#### WHAT THE TASK REQUIRES:
Your task is to write out exactly the lines from the line containing "Where can the soccer" through the end of the records, inclusive at both ends.

#### MATERIAL SHOWN:
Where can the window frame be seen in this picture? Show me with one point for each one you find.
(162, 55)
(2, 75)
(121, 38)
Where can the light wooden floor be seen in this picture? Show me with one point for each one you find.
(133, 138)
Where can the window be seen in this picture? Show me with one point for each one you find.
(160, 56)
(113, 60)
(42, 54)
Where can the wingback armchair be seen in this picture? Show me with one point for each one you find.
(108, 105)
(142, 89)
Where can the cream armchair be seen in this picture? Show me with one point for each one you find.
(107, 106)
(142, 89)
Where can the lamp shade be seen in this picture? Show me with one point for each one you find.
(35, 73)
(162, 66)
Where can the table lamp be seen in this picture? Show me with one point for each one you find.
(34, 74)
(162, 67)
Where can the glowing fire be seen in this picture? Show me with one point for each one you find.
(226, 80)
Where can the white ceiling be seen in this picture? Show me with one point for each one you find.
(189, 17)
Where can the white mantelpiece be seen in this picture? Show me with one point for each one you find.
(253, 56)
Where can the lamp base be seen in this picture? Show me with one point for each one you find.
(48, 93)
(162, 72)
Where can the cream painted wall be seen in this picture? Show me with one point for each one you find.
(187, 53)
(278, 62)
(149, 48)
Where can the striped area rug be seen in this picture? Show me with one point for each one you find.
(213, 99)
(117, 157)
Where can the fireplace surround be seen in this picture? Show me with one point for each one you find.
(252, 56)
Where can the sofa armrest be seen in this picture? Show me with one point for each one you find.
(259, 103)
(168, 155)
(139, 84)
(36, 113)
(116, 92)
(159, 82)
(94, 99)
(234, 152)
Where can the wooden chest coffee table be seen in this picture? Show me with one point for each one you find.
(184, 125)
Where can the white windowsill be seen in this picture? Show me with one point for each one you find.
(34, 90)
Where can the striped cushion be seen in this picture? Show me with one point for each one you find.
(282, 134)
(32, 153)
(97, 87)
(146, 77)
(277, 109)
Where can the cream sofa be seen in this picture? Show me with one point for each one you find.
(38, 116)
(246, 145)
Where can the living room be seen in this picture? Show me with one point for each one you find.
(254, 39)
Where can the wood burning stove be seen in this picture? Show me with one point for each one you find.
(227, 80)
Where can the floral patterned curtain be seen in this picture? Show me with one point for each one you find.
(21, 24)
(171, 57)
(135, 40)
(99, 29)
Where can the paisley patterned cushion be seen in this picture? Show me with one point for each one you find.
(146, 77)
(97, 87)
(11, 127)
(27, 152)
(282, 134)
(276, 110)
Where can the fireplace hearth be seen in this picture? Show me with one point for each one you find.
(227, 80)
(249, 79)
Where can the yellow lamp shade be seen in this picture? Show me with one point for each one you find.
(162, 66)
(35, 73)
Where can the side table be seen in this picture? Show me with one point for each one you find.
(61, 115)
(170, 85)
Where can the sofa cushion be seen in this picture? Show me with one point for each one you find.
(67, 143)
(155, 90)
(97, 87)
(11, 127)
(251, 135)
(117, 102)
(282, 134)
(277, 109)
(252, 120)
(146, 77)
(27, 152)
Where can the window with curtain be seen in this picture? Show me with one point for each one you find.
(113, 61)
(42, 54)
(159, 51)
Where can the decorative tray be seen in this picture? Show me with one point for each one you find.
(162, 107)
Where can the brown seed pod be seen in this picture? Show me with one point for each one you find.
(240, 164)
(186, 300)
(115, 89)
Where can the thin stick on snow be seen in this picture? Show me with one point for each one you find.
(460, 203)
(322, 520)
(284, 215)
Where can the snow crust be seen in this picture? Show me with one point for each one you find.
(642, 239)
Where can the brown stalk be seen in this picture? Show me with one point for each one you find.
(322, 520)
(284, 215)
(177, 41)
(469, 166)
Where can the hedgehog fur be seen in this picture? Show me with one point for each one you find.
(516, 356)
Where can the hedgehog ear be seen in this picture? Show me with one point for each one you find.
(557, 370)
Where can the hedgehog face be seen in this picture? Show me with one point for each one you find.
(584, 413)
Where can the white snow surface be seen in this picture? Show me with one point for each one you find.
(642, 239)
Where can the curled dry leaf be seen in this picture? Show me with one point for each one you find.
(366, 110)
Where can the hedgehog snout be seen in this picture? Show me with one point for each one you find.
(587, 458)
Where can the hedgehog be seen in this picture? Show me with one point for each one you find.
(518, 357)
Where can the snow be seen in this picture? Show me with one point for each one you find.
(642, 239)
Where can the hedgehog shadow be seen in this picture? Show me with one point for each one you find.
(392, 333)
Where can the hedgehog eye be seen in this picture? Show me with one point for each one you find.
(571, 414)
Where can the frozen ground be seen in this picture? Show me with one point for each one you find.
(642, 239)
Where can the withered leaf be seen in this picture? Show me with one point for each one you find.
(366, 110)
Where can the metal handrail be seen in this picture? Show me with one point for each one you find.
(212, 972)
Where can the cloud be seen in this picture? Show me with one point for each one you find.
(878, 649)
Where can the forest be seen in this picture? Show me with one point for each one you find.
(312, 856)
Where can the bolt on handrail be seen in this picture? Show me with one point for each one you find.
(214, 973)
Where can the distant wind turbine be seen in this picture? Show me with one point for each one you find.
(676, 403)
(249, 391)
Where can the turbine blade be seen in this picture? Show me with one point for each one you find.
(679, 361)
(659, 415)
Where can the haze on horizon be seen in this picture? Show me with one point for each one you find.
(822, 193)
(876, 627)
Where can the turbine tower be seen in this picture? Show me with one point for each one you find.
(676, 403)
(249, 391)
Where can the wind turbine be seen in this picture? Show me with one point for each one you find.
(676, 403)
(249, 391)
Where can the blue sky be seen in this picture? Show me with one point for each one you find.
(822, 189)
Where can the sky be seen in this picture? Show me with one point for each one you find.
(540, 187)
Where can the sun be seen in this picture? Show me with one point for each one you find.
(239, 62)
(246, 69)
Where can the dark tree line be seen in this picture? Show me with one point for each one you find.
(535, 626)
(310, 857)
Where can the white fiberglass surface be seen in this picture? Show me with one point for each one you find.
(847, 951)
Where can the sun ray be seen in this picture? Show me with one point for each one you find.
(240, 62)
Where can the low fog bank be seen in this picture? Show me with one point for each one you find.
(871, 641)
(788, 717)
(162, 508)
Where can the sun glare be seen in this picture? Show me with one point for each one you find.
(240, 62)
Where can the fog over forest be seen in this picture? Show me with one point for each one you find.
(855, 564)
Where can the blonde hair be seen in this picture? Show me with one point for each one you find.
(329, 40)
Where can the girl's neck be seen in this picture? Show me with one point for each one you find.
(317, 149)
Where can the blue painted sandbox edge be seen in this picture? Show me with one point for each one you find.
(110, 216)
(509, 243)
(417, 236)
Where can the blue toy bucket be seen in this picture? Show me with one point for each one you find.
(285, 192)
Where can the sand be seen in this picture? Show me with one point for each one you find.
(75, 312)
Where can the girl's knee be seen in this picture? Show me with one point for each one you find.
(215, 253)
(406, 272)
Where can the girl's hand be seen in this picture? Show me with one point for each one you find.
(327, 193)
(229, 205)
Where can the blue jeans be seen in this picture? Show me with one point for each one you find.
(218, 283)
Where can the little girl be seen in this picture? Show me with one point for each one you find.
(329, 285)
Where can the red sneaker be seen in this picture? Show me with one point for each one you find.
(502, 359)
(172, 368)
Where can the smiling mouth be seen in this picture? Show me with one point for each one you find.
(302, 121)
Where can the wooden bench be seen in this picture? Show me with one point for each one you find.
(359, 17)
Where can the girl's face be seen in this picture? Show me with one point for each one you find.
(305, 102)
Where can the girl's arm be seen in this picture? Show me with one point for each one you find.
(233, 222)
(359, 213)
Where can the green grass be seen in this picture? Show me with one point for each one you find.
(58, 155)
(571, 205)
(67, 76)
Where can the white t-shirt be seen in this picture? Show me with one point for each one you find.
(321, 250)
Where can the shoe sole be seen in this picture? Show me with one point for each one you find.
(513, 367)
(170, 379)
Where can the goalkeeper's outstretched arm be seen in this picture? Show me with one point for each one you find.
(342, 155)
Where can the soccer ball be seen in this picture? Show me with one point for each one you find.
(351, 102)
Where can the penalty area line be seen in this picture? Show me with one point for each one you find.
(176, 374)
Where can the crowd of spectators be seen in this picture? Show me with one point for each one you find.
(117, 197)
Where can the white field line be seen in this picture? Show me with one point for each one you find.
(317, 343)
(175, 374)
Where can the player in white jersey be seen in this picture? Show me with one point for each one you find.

#### RIGHT ANSWER:
Where can the soccer ball be seen in this picture? Show me with one point for each one you find.
(351, 102)
Where can the penalty area line be seen in this picture? Show me with one point for each one you find.
(176, 374)
Where can the crowd of spectators be seen in this picture? Show me with one point for each one you find.
(117, 197)
Where can the white field line be seen in this picture? Show me with one point for each one you find.
(317, 343)
(175, 374)
Where can the player in white jersey be seen in this picture? Show me with one point for each one you find.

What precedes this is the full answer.